• [PAGE EXCERPT]
Amy: I'm sure many women feel immense discomfort around the notion of self-pleasure - women might feel shame, for example.
Bonnie: When we repress, deny, avoid or shame an area of our lives, and often that is our sexuality, it impacts all the other parts of our lives. If you see yourself as a sexual being who on some level has some kind of longing or yearning to experience deeply fulfilling sexual intimacy with yourself or with someone else, then when you deny, avoid, repress or pretend that your sexuality isn't a thing, then that has many implications for the rest of your life and you can't selectively numb emotions.
I was told when I grew up that it was bad and wrong. I decided to just focus on my career, to have a functional relationship without sex. But often you get to a point where that thing is kind of eating away inside you, that yearning to connect with your body, the force that created us. Peter Levine talks a lot about how orienting our attention to things that feel good actually supports nervous system regulation and this can help us to heal trauma as well.
A lot of what I work with is not even genital pleasure. It's pleasure generally - like pleasant sensations, feeling good in your body. It's looking out the window and seeing the palm trees moving and the rain falling... It's moving my body really slightly and seeing how actually that feels nice to remember that I have a body and it can feel good.
Create an anchor of safety in the body.
Bonnie: And when we do that, we help ourselves to feel safe. We create these anchors of safety in the body and from there we can be more functional humans. We have more energy for people we love. We can show up more fully for our work. We are more creative. We get more done. We're more inspired. We're funnier. We're more loving friends. We are more present for people we care about. As women we have really strong programming around being the martyr, the one who does everything - just keep pushing through and put everyone's needs before yourself. And it's really dangerous - who wants to have a parent who's completely disconnected from themselves and just living for their child?
Amy: I love how you reference sensuality, and the importance of putting time aside to focus on it. Self-care.
Bonnie: It can be so hard to find the time for self-care. And I think that's because we have this idea that we need to do it perfectly. But it’s not a box you tick off. I really like to think of it as hygiene. In the same way that you clean your teeth every day, you don't clean your teeth once and go, ‘Okay, tick, I've done that’. You've got to keep doing it.

• [WHAT THE TASK ASKS] Reproduce the passage of the interview on pleasure and self-care from "I was told when" up to and including "in the body.". The lines that follow are separate from the interview.

• [PROVIDED MATERIAL]
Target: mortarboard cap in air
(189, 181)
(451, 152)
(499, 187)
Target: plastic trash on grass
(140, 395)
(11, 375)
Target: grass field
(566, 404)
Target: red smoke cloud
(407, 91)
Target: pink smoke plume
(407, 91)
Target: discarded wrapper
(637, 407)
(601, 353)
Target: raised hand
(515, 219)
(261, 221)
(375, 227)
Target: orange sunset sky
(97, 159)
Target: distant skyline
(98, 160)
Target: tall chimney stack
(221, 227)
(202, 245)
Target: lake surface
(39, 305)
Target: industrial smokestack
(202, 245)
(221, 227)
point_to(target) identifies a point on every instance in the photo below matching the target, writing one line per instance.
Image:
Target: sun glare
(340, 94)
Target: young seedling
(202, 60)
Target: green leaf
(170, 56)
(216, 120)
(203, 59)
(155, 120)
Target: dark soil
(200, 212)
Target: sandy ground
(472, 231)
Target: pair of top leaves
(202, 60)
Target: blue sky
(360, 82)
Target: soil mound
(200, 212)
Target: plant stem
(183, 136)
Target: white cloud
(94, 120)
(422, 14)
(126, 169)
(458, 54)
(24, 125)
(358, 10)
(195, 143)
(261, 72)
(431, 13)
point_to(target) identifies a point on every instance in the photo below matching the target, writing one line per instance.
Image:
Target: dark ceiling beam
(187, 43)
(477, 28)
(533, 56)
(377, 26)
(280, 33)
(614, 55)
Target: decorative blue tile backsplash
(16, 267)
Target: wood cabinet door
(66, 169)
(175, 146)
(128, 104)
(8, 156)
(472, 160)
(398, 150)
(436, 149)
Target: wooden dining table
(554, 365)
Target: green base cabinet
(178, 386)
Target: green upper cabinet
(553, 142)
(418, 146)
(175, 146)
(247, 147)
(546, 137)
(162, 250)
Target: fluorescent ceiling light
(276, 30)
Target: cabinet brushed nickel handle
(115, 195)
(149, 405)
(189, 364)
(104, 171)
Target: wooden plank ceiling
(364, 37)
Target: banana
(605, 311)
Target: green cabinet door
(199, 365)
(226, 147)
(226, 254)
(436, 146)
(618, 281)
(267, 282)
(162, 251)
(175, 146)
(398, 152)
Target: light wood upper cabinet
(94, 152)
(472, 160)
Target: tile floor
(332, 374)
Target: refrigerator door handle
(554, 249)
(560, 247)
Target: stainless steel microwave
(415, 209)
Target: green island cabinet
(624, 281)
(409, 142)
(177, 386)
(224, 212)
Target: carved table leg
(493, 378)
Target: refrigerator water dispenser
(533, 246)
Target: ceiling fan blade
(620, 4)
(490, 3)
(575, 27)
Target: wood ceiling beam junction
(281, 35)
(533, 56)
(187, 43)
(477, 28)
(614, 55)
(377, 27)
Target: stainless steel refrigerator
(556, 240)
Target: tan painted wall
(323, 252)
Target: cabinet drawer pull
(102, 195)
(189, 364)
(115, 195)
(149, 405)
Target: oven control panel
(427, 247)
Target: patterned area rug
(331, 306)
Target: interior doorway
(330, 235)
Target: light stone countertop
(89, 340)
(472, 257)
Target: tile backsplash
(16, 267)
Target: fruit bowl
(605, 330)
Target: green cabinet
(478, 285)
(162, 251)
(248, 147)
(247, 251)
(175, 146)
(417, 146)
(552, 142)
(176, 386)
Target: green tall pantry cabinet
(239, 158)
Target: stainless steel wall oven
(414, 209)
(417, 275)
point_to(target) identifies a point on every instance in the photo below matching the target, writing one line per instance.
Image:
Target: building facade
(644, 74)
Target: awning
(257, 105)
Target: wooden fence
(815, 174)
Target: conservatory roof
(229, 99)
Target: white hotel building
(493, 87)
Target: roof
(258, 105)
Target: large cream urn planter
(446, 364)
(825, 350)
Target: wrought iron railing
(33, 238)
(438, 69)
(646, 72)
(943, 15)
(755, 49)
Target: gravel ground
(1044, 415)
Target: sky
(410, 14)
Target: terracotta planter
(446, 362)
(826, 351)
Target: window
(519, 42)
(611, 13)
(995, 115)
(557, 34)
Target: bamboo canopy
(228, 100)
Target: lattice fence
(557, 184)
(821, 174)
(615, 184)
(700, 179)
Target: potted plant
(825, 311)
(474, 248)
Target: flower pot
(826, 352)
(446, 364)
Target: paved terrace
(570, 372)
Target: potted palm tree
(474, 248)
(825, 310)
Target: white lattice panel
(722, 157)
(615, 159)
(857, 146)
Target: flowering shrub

• [ANSWER BOX]
I was told when I grew up that it was bad and wrong. I decided to just focus on my career, to have a functional relationship without sex. But often you get to a point where that thing is kind of eating away inside you, that yearning to connect with your body, the force that created us. Peter Levine talks a lot about how orienting our attention to things that feel good actually supports nervous system regulation and this can help us to heal trauma as well.
A lot of what I work with is not even genital pleasure. It's pleasure generally - like pleasant sensations, feeling good in your body. It's looking out the window and seeing the palm trees moving and the rain falling... It's moving my body really slightly and seeing how actually that feels nice to remember that I have a body and it can feel good.
Create an anchor of safety in the body.